*Problem to work on*
Below is a block of records. Copy every line in it that contains the word "coordinates".

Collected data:

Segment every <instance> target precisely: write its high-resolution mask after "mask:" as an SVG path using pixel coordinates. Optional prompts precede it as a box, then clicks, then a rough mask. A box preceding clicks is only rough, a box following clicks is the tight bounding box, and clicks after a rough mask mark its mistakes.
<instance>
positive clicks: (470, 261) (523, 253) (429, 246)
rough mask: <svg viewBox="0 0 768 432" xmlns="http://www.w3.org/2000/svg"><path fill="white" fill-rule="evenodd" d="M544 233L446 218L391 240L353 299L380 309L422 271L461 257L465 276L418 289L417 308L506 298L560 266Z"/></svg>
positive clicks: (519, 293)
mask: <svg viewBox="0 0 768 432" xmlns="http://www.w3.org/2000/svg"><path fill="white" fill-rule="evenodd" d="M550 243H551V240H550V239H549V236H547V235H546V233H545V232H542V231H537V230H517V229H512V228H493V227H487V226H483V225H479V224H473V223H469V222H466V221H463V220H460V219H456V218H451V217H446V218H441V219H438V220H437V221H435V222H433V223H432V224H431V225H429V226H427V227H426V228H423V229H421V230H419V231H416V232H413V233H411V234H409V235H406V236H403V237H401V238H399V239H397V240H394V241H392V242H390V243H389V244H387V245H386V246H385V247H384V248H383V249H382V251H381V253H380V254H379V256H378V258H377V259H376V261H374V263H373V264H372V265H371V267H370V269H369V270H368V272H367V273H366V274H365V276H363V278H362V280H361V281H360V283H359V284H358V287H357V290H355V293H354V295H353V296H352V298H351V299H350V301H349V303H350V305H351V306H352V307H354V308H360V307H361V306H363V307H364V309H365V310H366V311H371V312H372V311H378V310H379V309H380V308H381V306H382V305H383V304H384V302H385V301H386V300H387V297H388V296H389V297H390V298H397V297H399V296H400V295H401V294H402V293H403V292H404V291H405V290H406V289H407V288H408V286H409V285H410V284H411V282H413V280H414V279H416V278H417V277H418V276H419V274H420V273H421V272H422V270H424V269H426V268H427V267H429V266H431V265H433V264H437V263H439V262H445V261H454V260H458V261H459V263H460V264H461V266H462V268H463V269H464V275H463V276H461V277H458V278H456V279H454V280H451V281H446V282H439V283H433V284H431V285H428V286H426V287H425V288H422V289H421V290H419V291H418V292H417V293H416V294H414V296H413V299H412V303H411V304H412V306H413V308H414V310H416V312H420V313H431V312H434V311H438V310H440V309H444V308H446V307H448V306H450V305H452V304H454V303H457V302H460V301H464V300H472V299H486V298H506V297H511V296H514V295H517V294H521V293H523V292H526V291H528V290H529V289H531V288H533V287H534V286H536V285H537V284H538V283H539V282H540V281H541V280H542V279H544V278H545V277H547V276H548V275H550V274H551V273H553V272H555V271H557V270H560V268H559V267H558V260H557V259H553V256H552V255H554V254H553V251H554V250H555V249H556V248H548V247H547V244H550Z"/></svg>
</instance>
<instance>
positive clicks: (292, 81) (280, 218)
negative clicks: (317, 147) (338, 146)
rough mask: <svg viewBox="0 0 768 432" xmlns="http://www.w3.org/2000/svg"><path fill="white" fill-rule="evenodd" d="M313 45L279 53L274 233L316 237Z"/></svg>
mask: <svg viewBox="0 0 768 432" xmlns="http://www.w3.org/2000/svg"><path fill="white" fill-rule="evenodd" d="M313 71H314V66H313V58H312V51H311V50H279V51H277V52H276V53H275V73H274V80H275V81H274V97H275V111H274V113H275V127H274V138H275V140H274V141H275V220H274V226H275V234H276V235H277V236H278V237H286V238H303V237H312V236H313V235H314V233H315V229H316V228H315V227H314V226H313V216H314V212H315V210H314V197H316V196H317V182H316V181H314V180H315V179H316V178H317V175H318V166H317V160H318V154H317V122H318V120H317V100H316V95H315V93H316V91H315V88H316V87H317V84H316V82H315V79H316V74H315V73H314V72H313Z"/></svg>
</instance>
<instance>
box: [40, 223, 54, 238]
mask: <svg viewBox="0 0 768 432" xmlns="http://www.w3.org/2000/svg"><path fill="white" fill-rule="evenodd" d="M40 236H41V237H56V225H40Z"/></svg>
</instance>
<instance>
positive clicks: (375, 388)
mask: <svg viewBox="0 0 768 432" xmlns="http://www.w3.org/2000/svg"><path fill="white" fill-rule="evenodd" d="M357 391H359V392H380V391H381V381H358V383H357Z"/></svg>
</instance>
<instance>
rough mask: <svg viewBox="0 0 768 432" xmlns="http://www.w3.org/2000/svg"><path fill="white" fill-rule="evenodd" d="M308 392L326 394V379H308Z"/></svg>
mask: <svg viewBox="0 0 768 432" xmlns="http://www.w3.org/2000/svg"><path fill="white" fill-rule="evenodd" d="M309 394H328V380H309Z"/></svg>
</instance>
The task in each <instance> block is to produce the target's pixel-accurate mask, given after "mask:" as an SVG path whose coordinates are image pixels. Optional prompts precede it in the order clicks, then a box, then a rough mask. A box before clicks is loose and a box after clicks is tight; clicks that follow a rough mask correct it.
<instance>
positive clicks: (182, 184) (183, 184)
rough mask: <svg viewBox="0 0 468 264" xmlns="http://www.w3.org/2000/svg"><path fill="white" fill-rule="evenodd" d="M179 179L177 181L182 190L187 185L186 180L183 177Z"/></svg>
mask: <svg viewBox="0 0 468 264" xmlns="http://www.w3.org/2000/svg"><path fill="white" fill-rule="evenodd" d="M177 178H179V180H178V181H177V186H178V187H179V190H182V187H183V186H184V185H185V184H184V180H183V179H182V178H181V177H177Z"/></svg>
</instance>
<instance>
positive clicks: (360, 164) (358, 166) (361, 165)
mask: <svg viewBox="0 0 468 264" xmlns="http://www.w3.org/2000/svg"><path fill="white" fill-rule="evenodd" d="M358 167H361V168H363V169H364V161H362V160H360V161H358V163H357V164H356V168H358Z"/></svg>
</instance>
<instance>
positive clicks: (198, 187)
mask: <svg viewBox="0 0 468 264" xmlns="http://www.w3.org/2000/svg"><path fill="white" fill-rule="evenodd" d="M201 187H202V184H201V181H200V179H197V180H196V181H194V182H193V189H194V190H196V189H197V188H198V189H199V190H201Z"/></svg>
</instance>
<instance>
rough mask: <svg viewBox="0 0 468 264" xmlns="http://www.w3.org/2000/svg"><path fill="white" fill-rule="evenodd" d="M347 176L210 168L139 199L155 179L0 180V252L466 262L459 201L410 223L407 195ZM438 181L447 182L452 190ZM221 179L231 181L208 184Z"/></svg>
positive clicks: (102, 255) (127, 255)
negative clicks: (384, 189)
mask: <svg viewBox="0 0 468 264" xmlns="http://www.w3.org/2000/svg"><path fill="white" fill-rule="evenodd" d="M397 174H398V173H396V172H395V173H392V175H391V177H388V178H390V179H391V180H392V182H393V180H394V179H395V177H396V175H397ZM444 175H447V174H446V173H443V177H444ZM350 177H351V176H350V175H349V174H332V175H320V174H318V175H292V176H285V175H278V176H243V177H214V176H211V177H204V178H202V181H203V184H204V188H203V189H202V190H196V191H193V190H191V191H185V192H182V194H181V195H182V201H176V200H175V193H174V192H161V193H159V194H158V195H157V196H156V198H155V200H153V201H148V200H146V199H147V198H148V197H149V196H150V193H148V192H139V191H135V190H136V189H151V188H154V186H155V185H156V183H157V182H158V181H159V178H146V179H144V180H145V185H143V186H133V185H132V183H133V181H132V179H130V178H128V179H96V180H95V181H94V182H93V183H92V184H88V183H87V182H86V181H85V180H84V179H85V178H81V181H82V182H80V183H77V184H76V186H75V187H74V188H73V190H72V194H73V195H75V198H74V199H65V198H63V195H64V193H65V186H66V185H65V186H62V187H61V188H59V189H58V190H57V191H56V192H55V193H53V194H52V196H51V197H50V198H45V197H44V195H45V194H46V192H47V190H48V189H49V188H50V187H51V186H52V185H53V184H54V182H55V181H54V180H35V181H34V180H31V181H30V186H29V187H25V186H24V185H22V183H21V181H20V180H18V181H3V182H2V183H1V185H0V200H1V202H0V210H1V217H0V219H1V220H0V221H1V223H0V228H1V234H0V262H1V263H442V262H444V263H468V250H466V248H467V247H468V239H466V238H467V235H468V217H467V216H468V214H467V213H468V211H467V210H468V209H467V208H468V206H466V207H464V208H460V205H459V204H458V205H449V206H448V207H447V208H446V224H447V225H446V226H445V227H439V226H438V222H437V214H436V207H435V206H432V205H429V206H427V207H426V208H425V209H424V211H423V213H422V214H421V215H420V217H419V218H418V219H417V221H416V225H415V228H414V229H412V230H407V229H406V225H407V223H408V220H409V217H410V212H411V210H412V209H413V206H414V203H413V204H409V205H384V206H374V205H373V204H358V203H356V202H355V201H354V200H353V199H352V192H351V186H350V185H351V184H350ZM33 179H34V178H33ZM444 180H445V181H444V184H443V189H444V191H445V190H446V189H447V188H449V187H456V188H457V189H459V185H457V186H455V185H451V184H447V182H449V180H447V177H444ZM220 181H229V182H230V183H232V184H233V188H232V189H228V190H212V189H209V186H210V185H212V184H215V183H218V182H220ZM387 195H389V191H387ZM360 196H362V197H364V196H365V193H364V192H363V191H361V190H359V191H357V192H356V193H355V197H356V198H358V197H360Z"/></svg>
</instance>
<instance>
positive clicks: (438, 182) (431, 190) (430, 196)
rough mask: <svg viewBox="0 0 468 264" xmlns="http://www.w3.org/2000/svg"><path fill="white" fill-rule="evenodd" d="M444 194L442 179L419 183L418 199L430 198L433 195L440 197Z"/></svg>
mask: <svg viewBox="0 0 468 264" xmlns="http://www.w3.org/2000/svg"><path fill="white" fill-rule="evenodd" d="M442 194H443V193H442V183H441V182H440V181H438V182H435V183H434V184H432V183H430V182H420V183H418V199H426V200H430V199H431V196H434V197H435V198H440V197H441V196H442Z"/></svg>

*Task result*
Segment every <instance> target precisely: write its high-resolution mask after "mask:" as an SVG path using pixel coordinates. Optional prompts precede it as a box, then clicks, then a rough mask. A box preceding clicks is only rough, a box following clicks is the tight bounding box, and clicks after a rough mask mark its mistakes.
The task in each <instance> block is to produce the target's pixel-accurate mask, given after "mask:" as an SVG path whose coordinates are image pixels. Optional prompts precede it in the order clicks, then a box, then a rough mask. A box before clicks is loose and a box after clicks is tight; clicks that follow a rough mask correct it.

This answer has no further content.